Starting with the line that contains "Target: stone base", reproduce each line through the end of the entries exactly as written.

══ INPUT FOR THIS TASK

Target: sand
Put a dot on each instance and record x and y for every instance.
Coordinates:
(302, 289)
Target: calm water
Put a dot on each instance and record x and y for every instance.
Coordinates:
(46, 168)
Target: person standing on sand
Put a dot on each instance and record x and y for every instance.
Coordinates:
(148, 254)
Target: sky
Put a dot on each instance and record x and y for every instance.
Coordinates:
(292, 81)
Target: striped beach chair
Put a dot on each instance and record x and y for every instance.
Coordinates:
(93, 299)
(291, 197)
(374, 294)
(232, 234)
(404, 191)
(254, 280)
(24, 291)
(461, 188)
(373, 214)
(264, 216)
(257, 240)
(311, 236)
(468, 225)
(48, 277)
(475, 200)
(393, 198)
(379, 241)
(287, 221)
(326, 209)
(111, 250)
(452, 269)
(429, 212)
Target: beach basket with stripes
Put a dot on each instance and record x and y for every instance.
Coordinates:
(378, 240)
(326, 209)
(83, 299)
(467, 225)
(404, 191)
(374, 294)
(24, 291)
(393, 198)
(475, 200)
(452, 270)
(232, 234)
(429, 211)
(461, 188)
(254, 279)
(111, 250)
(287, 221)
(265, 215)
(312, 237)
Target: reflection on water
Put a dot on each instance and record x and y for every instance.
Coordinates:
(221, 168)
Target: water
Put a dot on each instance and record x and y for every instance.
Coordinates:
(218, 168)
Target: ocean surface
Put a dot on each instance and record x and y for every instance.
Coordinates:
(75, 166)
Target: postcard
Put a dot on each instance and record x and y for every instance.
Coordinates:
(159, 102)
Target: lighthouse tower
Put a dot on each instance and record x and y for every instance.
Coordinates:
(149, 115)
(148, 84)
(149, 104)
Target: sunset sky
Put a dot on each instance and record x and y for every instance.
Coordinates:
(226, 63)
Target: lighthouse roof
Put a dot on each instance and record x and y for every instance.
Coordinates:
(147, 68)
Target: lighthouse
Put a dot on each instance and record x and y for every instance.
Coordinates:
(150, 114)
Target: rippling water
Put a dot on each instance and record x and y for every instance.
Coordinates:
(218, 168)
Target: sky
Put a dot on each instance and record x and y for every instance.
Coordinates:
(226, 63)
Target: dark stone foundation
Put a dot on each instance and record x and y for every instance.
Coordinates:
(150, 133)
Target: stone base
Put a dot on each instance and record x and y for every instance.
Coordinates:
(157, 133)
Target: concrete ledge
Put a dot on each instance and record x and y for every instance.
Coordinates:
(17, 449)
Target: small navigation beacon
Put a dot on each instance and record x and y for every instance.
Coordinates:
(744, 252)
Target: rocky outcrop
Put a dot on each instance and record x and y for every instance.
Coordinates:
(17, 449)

════

● **SOLUTION FOR THIS PROBLEM**
Target: stone base
Put a dot on each instance and record x and y for every instance.
Coordinates:
(157, 133)
Target: concrete ledge
Put a dot on each instance and record x and y for every instance.
Coordinates:
(17, 449)
Target: small navigation beacon
Put a dot on each instance and record x and y for every instance.
Coordinates:
(744, 252)
Target: rocky outcrop
Put a dot on each instance and record x and y for every instance.
Coordinates:
(17, 449)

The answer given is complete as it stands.